QUOTED PASSAGE Block Start

Embedding-Space Data Augmentation to Prevent Membership Inference Attacks in Clinical Time Series Forecasting
Marius Fracarolli, Michael Staniek, Stefan Riezler
TL;DR
This work tackles privacy concerns in clinical time-series forecasting by exploiting embedding-space data augmentation to mitigate Membership Inference Attacks (MIA) while preserving predictive accuracy. It contrasts zeroth-order optimization (ZOO) in embedding space, its PCA-restricted variant (ZOO-PCA), and MixUp, showing that ZOO-PCA yields the best privacy-utility tradeoff and that MixUp enhances generalization. The study demonstrates that augmenting training data with synthetic embeddings can significantly reduce the attacker’s advantage, as measured by the TPR/FPR ratio, without compromising test performance; DP-SGD can provide strong privacy but at a substantial utility cost. The findings suggest embedding-space augmentation as a practical defense for privacy-preserving TSF on public EHR datasets, with potential for hybrid approaches and broader applicability to deep architectures and privacy attacks.
Abstract
Balancing strong privacy guarantees with high predictive performance is critical for time series forecasting (TSF) tasks involving Electronic Health Records (EHR). In this study, we explore how data augmentation can mitigate Membership Inference Attacks (MIA) on TSF models. We show that retraining with synthetic data can substantially reduce the effectiveness of loss-based MIAs by reducing the attacker's true-positive to false-positive ratio. The key challenge is generating synthetic samples that closely resemble the original training data to confuse the attacker, while also introducing enough novelty to enhance the model's ability to generalize to unseen data. We examine multiple augmentation strategies - Zeroth-Order Optimization (ZOO), a variant of ZOO constrained by Principal Component Analysis (ZOO-PCA), and MixUp - to strengthen model resilience without sacrificing accuracy. Our experimental results show that ZOO-PCA yields the best reductions in TPR/FPR ratio for MIA attacks without sacrificing performance on test data.

QUOTED PASSAGE Block End
DATA Block Start

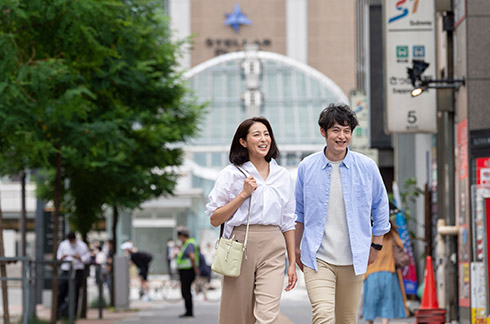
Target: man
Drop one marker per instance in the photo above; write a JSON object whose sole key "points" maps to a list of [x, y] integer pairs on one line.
{"points": [[337, 193], [77, 252], [188, 265], [142, 261]]}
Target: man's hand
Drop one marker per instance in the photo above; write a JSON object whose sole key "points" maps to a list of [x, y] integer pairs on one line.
{"points": [[373, 254], [298, 259], [292, 277]]}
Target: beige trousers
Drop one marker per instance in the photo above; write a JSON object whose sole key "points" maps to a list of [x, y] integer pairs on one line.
{"points": [[334, 293], [254, 296]]}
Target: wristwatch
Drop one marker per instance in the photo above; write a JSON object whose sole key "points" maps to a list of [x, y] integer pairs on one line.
{"points": [[377, 246]]}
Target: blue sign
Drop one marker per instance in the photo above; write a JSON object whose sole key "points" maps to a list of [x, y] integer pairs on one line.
{"points": [[237, 18]]}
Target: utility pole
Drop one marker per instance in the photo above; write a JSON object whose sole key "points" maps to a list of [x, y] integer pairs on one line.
{"points": [[448, 287]]}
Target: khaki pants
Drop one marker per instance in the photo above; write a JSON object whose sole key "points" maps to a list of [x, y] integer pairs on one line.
{"points": [[254, 296], [334, 293]]}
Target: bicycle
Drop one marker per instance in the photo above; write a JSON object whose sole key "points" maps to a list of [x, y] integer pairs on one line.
{"points": [[169, 290]]}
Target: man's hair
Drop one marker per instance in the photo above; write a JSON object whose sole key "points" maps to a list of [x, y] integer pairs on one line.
{"points": [[238, 153], [337, 113]]}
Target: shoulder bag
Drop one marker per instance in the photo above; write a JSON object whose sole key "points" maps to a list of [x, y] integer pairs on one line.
{"points": [[402, 259], [229, 252]]}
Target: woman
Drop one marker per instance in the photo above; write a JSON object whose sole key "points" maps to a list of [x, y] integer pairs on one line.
{"points": [[383, 292], [253, 297]]}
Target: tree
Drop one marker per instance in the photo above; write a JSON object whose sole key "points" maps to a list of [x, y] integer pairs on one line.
{"points": [[92, 87]]}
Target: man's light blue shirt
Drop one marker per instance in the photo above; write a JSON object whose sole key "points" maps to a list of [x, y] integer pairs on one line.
{"points": [[364, 195]]}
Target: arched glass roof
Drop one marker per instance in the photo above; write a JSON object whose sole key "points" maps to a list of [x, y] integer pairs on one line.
{"points": [[293, 96]]}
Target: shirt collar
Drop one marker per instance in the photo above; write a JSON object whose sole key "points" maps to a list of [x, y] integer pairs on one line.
{"points": [[347, 161]]}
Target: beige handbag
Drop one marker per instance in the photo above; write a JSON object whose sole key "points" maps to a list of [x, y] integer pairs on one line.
{"points": [[229, 252]]}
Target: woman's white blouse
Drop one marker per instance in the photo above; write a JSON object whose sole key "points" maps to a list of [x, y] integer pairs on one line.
{"points": [[273, 201]]}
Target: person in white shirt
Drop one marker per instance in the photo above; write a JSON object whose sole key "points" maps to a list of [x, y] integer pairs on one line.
{"points": [[254, 296], [77, 252]]}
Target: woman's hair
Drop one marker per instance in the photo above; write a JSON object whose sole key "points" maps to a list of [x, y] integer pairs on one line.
{"points": [[238, 153], [337, 113]]}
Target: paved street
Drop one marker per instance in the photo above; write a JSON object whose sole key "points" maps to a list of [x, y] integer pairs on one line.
{"points": [[165, 308], [295, 308]]}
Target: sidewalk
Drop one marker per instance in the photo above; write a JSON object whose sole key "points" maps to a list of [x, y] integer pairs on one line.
{"points": [[295, 308]]}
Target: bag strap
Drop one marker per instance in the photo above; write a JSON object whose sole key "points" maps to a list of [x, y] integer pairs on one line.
{"points": [[246, 174]]}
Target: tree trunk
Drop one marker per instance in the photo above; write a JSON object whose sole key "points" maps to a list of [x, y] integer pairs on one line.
{"points": [[57, 205], [115, 219], [86, 268], [22, 222], [3, 273]]}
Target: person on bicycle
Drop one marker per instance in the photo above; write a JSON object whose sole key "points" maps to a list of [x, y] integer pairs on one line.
{"points": [[142, 261], [188, 265]]}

DATA Block End

# WHAT TO WORK ON
Say whether each statement below agrees with the text on embedding-space data augmentation, answering yes or no and quoting the deciding words: 1. ZOO-PCA gives the best privacy-utility tradeoff of the methods compared. 2. DP-SGD provides strong privacy with little loss of utility. 3. The attacker's advantage is measured by the TPR/FPR ratio.

# ANSWER AREA
1. Yes: "showing that ZOO-PCA yields the best privacy-utility tradeoff"
2. No: "DP-SGD can provide strong privacy but at a substantial utility cost"
3. Yes: "as measured by the TPR/FPR ratio"